> Ausgangstext
☆ ☆ ☆

Der US-Präsident muss seinen Zeitplan für Militäraktionen gegen Syrien ändern und verspricht jetzt einen ganz kleinen und kurzen Krieg. 

Der scheinbar so klare, auf hohes Tempo orientierte Kriegsplan der US-Regierung gegen Syrien ist ins Stocken geraten. Während es am Mittwoch noch so schien, als wäre mit dem Beginn der Angriffe schon am Wochenende zu rechnen, sind Militärschläge nun wohl nicht vor Dienstag nächster Woche zu erwarten. Das ergibt sich aus dem Ablauf, auf den sich der britische Regierungschef David Cameron am Mittwochabend festlegte. Demnach soll es zwei getrennte Abstimmungen im Unterhaus geben, das eigens aus den Ferien zurückgerufen wurde. Das erste Votum – über die Verurteilung des Giftgas-Einsatzes vom 21. August – wurde am späten Abend des gestrigen Donnerstags erwartet. Über die Beteiligung Großbritanniens an Kriegshandlungen sollen die Abgeordneten jedoch erst abstimmen, wenn der Bericht der UN-Inspektoren vorliegt, die sich derzeit zur Untersuchung des mutmaßlichen Massenmordes in der Umgebung der syrischen Hauptstadt Damaskus aufhalten. Das wird voraussichtlich nicht vor dem Wochenende, vermutlich erst Anfang nächster Woche der Fall sein.

☆ ☆ ☆

> Bereitgestellte Zeilen
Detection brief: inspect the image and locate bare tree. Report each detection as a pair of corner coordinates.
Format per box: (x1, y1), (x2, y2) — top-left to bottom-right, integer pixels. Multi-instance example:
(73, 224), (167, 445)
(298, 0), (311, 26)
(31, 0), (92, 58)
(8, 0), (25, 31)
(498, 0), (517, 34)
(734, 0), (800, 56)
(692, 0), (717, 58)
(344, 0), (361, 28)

☆ ☆ ☆

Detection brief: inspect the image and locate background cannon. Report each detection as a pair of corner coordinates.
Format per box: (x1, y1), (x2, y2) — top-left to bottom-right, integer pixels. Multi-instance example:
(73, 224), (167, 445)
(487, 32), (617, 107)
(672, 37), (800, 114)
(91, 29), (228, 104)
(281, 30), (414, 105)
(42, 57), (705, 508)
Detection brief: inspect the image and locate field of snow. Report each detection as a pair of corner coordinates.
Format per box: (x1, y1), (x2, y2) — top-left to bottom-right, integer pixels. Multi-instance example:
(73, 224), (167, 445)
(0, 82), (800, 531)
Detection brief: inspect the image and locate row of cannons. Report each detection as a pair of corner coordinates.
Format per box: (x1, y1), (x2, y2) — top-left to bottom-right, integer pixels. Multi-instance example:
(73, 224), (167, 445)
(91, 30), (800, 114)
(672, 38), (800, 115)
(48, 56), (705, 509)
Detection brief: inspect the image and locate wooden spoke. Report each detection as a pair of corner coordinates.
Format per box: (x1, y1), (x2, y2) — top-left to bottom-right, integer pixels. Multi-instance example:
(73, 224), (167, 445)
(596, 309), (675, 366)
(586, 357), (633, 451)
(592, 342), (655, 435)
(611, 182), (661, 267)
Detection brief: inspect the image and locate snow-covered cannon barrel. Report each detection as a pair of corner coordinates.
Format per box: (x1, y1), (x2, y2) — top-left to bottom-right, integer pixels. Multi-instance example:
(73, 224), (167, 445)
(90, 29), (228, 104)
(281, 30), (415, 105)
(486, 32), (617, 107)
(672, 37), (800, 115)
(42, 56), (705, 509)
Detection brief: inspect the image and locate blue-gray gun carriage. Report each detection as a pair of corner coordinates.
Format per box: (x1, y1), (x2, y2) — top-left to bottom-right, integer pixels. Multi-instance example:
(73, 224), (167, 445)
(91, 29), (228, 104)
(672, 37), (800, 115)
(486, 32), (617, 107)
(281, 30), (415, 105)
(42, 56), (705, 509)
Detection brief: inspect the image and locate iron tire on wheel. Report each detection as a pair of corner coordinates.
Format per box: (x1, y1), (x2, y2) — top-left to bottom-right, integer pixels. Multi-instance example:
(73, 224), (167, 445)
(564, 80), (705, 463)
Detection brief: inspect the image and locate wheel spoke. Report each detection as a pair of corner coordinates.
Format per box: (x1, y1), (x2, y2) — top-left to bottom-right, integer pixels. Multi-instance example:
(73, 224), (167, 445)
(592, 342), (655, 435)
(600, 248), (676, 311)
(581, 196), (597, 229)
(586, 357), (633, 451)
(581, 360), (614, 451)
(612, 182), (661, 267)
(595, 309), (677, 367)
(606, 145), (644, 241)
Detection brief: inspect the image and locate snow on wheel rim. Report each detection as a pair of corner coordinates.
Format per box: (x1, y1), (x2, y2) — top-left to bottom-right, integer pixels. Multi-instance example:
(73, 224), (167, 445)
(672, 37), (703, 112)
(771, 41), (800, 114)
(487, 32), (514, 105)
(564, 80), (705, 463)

☆ ☆ ☆

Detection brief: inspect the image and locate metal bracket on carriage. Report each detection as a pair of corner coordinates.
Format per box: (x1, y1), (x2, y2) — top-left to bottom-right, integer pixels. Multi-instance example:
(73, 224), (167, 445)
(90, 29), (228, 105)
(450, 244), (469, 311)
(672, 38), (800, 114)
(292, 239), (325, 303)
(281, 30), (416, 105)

☆ ☆ ☆

> Kurze Übung
Führe den Text über den ins Stocken geratenen US-Kriegsplan gegen Syrien nach seinem letzten Satz fort.

> Die Antwort
Vordergründig geht es bei der dadurch bedingten Verschiebung des Angriffsbeginn nur um wenige Tage. Als Hintergrund werden aber grundsätzliche Probleme deutlich, in die sich Barack Obama und seine europäischen Verbündeten mit ihrer überhasteten Kriegstreiberei selbst hineinmanövriert haben. Als der US-Präsident ziemlich genau ein Jahr vor dem Massaker, am 20. August 2012, verkündete, dass die syrische Führung mit einem eventuellen Einsatz chemischer Kampfstoffe eine „rote Linie“ überschreiten würde, sprach er kaum verborgen eine Einladung an die syrischen Rebellen, an ausländische Terrorgruppen und nicht zuletzt an die Geheimdienste interessierter Staaten der Region aus: Wer ein militärisches Eingreifen der USA herbeiführen wollte, musste lediglich halbwegs geschickt ein Giftgas-Massaker inszenieren und vielleicht noch Vorkehrungen treffen, um das Verbrechen der syrischen Regierung anzulasten.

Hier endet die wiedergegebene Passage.